Passage to read:
============
Hainley, Bruce, Artforum International
Critic Bob Nickas wrote recently that John Tremblay's Open Plan Living, a spectacular, almost forty-foot-long painting, "seemed like a statement, and it's rare to find that these days. Most artists make their statements in interviews, or when they go blab on panels or in art schools, or when they write their press releases. So it feels like an event to walk into a gallery and see that a statement is actually being made by the work itself." Open Plan Living is indeed a defiant statement, primarily about--well, that's the crux--painting and utopian communication.
============
Tasks to perform:
• A. In the passage on Open Plan Living, roughly how long is the painting said to be?
• B. Resume the passage on Open Plan Living, picking up right after its last sentence.
The items have nothing to do with the passage on Open Plan Living.
============
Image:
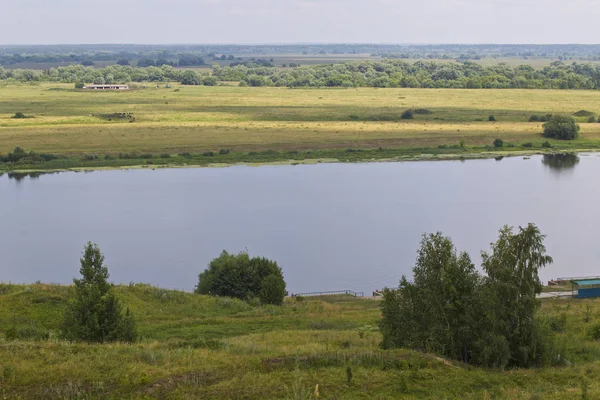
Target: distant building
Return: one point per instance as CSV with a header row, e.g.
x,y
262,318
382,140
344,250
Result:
x,y
586,288
107,87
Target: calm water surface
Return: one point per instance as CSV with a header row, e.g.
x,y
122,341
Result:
x,y
330,226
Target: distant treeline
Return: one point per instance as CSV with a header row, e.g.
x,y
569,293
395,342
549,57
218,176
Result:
x,y
10,55
381,73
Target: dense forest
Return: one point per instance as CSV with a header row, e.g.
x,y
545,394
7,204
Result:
x,y
381,73
174,54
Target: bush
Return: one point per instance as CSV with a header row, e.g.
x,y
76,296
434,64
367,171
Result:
x,y
272,290
583,113
423,111
19,115
561,127
408,114
595,331
242,277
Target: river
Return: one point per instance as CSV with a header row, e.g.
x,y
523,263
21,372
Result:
x,y
330,226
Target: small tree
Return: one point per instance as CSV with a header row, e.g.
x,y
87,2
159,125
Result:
x,y
408,114
94,313
561,127
242,277
190,77
272,290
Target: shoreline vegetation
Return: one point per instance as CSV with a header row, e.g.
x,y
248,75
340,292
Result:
============
Task-by-task outputs:
• A. Almost forty feet long.

• B.
Tremblay's newest works, on view recently in Los Angeles, resulted from the free flow of ideas that can occur after the struggle of making a grand thing. In Brooklyn Year Zero, 2000, the artist sets up many of the issues emblematic of his project. On a dove-gray field are situated two forms: a spiraling corridor of ovals in eye-popping red on the left, and, on the right, a rainbow in dulcet gradations of gray, from grime to white to lead. You could begin to see a narrative about the new millennium, about, say, moving away from confining older structures (the cell of the maze/corridor) toward hopefulness. Yet what the artist refers to as a "ghetto rainbow" is cliched and dingy. In any case, such a narrative would reveal no more than would figuring out what gray or dizzying red might mean. The question is not what Tremblay's paintings are "about," but whether paintings are ever "about" anything. His challenge is to avoid the obvious come-on of metaphorical narrative or art-historical reference while being secu rely in control of the knowledge of precedent-- i.e., to have some serious fun.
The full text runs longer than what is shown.